» Task goal
Transcribe each of the records below exactly, excluding all pictures.

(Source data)
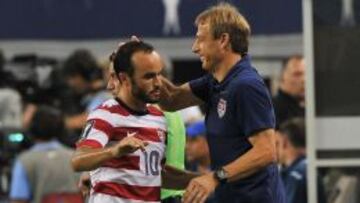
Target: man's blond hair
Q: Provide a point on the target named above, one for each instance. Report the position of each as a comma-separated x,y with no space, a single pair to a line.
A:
225,18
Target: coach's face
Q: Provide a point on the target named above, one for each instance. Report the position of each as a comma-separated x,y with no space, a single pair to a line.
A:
208,48
146,82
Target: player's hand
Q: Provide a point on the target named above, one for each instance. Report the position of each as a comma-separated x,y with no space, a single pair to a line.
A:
84,184
128,145
200,188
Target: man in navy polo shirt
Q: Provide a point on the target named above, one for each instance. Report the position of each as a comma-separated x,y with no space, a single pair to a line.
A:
239,115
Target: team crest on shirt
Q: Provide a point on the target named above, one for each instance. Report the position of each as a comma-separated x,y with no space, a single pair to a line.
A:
221,107
161,135
88,126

» Answer area
Target: man's blond hair
Q: Provide a point on the target named above, one for each instance. Report the position of each as a comma-separated x,y with no space, a single pair to a line.
A:
225,18
Target: coach's face
Q: Provide a point on the target named above, one for each instance. Report the position of each as a comma-separated x,y with no space, a single pair to a line.
A:
208,48
146,82
Target: player's hand
Q: Provide a point on the target named above, one for each instance. Report the position of each as a comma-separated x,y with no space, a single pair to a line.
A:
84,184
128,145
200,188
Target: man in navy polo shirt
Q: Provide a point on the target named above, one for each instance. Report the position of each as a comma-separated x,y with no space, a single pair to a line.
A:
239,115
Target: team crest on shirt
Q: Provide a point on the target named above, one for each instance. Report the position of each as a comma-separated x,y with no space, a single pair to a line.
A:
221,107
161,135
88,126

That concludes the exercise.